Task details:
Search the records below for the string "text", and report each line that contains it.

━━ Records for processing ━━

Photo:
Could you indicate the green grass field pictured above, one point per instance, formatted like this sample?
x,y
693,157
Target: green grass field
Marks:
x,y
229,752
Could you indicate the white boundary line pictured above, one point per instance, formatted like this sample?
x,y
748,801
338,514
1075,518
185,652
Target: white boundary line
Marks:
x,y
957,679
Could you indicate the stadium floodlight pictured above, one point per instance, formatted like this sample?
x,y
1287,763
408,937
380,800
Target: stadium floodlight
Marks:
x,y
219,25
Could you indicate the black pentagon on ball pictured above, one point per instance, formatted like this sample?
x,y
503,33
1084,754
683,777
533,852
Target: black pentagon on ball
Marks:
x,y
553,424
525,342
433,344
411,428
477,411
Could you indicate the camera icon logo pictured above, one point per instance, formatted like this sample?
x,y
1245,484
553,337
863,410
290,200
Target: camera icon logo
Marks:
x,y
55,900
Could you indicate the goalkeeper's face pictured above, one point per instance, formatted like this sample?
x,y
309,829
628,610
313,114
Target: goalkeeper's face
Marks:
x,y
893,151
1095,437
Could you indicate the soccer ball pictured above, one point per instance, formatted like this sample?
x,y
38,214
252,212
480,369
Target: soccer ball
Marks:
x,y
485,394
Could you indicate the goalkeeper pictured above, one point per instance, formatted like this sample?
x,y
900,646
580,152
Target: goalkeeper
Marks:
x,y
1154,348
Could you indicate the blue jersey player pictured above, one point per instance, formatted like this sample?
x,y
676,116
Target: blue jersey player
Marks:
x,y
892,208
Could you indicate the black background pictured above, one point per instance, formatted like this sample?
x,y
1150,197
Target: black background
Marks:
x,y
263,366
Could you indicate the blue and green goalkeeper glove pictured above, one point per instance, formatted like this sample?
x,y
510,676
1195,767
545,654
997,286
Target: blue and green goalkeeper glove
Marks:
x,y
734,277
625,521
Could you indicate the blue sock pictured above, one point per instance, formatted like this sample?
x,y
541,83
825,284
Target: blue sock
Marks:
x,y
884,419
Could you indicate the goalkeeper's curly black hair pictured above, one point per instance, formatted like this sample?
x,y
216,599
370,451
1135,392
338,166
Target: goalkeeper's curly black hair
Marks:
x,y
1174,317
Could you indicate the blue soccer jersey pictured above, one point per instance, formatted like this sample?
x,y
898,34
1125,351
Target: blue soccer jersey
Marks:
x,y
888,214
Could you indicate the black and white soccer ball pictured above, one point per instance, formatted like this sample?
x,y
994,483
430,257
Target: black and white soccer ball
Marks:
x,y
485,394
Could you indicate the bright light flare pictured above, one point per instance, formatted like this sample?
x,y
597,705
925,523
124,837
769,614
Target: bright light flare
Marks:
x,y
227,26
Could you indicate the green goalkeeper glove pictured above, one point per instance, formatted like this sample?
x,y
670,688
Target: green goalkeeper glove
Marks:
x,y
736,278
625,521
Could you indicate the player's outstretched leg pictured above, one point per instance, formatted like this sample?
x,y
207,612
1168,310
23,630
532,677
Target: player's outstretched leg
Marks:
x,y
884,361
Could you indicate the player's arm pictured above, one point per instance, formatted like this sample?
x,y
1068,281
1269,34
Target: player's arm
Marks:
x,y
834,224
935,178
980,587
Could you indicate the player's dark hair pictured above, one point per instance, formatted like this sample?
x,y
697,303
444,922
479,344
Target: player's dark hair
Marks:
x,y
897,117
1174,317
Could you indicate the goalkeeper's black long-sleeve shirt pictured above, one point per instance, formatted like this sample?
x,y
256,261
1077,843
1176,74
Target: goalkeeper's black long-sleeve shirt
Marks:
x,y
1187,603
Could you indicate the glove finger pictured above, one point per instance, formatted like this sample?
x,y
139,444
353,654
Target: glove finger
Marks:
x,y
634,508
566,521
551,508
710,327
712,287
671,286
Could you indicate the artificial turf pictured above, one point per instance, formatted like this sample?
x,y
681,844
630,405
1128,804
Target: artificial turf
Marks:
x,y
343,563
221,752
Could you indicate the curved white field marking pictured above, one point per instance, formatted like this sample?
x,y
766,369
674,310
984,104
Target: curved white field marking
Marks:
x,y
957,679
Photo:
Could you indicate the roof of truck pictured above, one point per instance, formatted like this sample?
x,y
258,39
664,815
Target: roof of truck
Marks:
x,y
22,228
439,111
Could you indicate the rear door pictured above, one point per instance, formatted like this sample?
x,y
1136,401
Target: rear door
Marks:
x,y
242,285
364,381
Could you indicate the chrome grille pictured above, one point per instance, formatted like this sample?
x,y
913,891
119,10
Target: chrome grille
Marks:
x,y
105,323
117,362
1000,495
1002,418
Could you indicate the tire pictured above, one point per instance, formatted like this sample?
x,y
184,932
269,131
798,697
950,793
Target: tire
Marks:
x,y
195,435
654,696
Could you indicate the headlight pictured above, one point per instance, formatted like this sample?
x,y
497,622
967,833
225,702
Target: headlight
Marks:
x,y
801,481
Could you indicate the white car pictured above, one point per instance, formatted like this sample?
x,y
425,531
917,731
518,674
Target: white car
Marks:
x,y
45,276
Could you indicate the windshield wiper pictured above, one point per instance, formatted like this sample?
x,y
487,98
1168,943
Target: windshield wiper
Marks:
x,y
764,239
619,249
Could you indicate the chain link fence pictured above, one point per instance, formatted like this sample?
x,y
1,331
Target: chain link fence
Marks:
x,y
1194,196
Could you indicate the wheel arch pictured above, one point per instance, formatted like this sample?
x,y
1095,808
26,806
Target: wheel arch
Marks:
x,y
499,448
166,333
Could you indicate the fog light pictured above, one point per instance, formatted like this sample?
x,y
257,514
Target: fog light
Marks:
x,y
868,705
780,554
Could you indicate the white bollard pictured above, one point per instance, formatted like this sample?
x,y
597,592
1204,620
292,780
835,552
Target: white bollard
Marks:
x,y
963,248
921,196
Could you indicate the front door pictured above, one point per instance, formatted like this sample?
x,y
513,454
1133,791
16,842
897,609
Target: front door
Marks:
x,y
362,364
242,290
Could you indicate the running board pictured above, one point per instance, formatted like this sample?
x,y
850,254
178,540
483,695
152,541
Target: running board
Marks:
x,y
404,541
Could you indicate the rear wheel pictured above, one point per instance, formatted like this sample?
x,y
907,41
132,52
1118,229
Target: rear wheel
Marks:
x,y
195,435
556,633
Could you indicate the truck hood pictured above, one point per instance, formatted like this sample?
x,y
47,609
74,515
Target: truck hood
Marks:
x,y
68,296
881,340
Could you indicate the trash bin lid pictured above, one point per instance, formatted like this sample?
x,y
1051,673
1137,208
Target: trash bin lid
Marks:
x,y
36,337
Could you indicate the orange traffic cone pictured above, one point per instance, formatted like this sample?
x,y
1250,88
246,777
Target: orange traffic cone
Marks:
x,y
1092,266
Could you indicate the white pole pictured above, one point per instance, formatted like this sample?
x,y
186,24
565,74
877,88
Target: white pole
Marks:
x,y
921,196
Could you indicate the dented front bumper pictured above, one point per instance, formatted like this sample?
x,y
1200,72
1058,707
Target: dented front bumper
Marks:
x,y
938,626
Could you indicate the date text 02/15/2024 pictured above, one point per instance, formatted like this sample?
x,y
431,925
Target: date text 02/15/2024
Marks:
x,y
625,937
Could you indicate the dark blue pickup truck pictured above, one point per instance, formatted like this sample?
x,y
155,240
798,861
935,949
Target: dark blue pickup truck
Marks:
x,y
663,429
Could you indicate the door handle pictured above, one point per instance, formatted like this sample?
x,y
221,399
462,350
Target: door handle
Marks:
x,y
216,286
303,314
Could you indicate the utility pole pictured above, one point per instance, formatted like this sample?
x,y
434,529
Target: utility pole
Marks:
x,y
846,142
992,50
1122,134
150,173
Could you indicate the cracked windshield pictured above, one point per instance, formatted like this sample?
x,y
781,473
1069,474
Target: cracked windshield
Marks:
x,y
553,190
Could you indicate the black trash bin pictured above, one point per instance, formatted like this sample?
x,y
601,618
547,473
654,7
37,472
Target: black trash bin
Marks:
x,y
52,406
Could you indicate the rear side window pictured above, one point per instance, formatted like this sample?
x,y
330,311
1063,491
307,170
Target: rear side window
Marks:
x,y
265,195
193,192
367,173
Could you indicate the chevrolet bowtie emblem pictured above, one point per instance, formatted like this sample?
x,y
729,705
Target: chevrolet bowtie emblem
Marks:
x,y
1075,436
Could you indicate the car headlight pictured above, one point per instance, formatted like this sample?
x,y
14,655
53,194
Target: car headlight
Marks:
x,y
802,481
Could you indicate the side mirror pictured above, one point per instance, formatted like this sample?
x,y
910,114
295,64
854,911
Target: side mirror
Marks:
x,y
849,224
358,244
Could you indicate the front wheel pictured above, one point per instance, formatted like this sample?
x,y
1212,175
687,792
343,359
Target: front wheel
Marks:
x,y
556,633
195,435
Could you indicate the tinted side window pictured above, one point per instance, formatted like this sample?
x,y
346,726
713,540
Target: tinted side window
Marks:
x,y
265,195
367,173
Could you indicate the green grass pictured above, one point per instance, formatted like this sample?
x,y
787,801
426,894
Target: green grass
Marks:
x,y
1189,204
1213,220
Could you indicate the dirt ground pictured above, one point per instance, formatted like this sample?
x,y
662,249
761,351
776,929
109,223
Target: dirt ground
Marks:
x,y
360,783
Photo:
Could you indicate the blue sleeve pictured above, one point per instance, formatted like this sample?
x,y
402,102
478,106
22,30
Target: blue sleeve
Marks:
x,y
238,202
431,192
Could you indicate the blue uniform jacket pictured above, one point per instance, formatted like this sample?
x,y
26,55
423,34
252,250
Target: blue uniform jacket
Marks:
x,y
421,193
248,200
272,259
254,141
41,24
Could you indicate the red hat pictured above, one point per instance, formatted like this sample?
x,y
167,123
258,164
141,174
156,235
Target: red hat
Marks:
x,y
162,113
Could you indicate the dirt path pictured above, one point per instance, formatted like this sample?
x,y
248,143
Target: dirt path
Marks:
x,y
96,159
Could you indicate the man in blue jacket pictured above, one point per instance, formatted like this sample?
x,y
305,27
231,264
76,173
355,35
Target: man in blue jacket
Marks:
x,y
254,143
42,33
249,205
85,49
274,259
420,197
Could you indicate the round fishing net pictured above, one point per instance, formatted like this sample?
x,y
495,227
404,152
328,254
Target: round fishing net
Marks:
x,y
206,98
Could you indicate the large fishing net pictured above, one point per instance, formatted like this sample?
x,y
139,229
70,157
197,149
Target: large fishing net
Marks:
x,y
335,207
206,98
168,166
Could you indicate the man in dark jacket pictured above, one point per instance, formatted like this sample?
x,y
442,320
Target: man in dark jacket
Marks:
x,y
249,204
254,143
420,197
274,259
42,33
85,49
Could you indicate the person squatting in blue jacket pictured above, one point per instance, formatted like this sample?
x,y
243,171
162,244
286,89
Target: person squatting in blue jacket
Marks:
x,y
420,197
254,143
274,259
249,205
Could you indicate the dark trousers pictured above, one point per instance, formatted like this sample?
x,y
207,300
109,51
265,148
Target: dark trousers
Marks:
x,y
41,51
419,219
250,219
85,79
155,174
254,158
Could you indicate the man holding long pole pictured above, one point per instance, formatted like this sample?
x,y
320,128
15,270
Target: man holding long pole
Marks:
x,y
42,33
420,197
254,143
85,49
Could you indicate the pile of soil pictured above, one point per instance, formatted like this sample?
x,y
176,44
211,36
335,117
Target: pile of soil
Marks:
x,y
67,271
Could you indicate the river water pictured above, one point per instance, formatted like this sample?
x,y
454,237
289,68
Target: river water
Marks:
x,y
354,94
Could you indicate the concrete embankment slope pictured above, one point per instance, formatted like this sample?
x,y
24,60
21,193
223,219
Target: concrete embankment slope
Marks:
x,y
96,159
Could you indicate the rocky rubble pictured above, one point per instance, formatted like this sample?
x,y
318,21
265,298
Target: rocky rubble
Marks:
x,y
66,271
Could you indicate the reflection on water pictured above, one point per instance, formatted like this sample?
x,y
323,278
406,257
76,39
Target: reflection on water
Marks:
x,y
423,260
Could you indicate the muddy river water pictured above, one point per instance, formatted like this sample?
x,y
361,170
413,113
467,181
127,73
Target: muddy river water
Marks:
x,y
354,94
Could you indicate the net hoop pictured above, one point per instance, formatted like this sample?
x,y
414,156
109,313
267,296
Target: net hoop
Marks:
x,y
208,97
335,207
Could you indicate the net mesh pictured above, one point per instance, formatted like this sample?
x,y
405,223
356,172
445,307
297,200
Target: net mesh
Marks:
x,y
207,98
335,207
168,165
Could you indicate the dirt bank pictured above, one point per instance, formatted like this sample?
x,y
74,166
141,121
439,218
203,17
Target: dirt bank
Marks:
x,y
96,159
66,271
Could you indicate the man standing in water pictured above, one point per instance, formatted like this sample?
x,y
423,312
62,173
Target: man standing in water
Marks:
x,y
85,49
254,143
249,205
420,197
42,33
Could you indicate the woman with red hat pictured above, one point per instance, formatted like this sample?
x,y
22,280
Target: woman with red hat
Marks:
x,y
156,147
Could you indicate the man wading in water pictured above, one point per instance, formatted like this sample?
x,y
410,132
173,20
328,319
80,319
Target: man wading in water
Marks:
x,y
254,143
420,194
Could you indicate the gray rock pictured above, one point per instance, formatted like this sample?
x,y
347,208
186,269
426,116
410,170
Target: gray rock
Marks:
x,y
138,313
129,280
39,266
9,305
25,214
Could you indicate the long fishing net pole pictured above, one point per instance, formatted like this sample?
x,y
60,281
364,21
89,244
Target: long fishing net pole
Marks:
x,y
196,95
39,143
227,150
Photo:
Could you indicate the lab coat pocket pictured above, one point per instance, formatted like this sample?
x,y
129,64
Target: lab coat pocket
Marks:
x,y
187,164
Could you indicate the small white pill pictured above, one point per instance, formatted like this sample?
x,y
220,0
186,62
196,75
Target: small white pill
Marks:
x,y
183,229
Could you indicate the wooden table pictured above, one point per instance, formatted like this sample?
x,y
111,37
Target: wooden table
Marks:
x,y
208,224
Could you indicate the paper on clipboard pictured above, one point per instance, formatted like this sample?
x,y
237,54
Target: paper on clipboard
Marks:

━━━

Answer to the problem:
Could you indicate the date text 02/15/2024 pictured above, one point per instance, formatted like this sample?
Target: date text 02/15/2024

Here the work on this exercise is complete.